Here is a major flaw in your logic:

A condition is a *signal* not a *flag*.  In order to catch the signal you  
have to be listening for it.  It's not like a semaphore.

What you need in order to use a condition is a flag that is protected by  
the lock.

Generally, the model is:

thread1()
{
   lock(mutex)
   {
      set(flag);
      condition.notify();
   }
}

thread2()
{
   lock(mutex)
   {
      while(!flag)
        condition.wait();
      unset(flag); // we received the signal, clear it.
   }
}

The condition is basically a way to give control of waking up a thread to  
another thread.  But the condition is not the, um... condition you are  
waiting for :)  You still need a state variable to say "hey, you should  
continue now, the state is correctly set".

Think of the flag like a mailbox flag.  You only put it up *after* you put  
mail in the mailbox, and the mailman lowers the flag when he gets the mail  
out.

There are lots of threading tutorials you can probably read to get it.   
But basically, I can break down what exactly happens, I'll do 2 scenarios:

Scenario 1:
1. thread2 locks the mutex, which protects the flag.  It sees that the  
flag is unset, so it waits on the condition.  This *atomically* unlocks  
the mutex and enters the thread into the list of threads to wake up when  
the condition is signaled.
2. thread1 now can lock the mutex, and sets the flag.  It notifies the  
condition, which wakes up thread2.
3. thread2 *remains asleep* until it can reacquire the lock.  thread1  
unlocks the mutex after leaving the scope.
4. thread2 wakes up after reacquiring the mutex, and repeats the  
while-loop, seeing that the flag is now set.
5. thread2 unsets the flag and unlocks the mutex, continuing.

Scenario 2:

1. thread1 locks the mutex.
2. thread2 sleeps because it cannot lock the mutex.
3. thread1 sets the flag, then signals the condition.  Since nobody is  
listening *this doesn't affect anything*.
4. thread1 exits the scope, releasing the mutex.
5. thread2 now acquires the lock, sees the flag is set, and doesn't even  
wait on the condition, unsets the flag, exits the scope, and unlocks the  
mutex.

You can see how the locking is important to protect the atomicity of  
setting the flag, and it is *really* important that the condition wait  
atomically unlocks the mutex and enters the thread into the condition's  
wakeup queue.  So generally speaking: rule 1, don't do anything with a  
condition unless the mutex it uses is locked.  rule 2, always have a state  
that is protected by the same lock that the condition is waiting with.

Data extract
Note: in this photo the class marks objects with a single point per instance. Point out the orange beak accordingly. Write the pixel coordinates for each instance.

--

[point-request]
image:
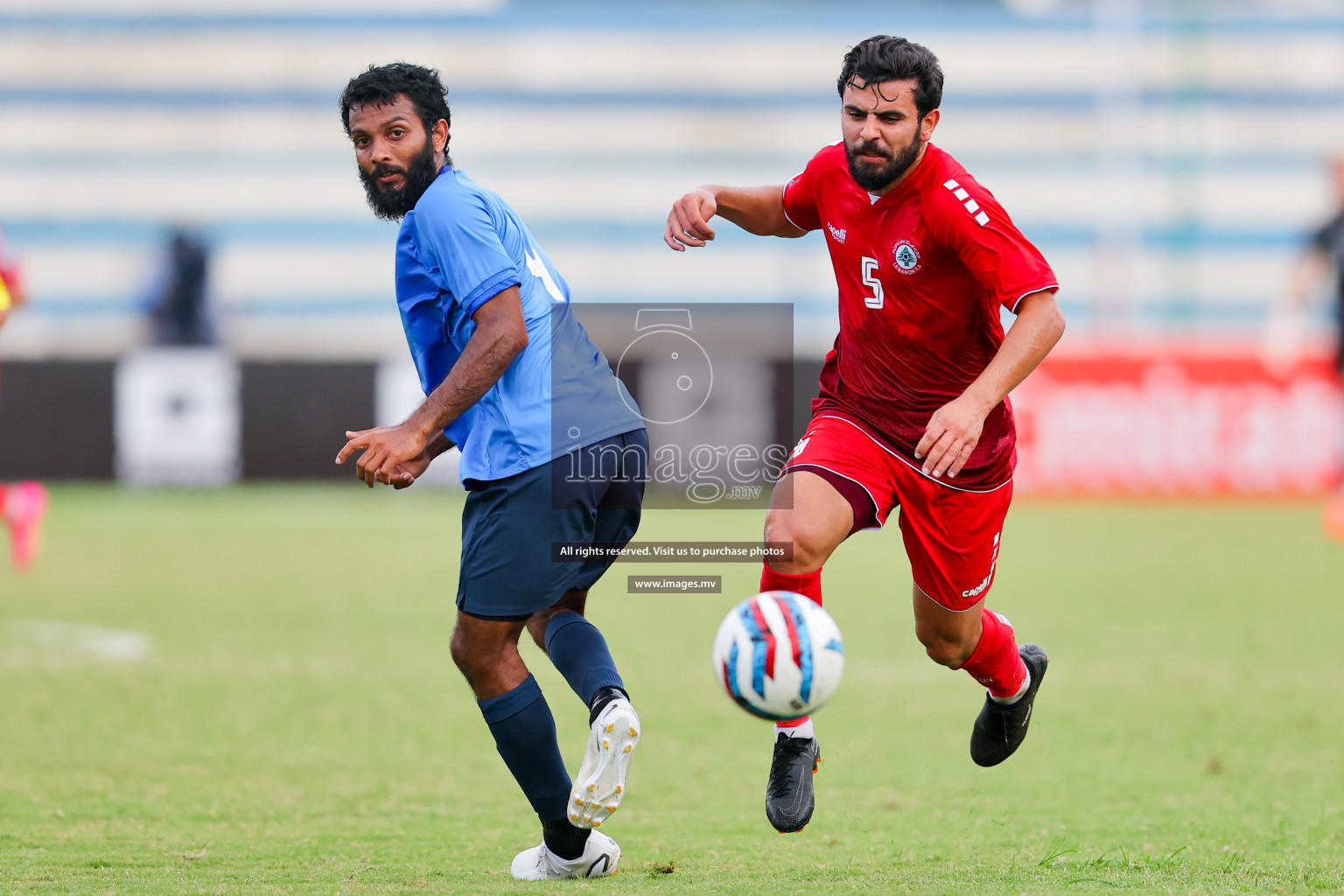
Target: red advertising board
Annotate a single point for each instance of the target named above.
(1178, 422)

What you will do
In the excerpt on thread conditions, when is the mailbox flag put up?

Output of the exercise
Only after the mail has been put in the mailbox.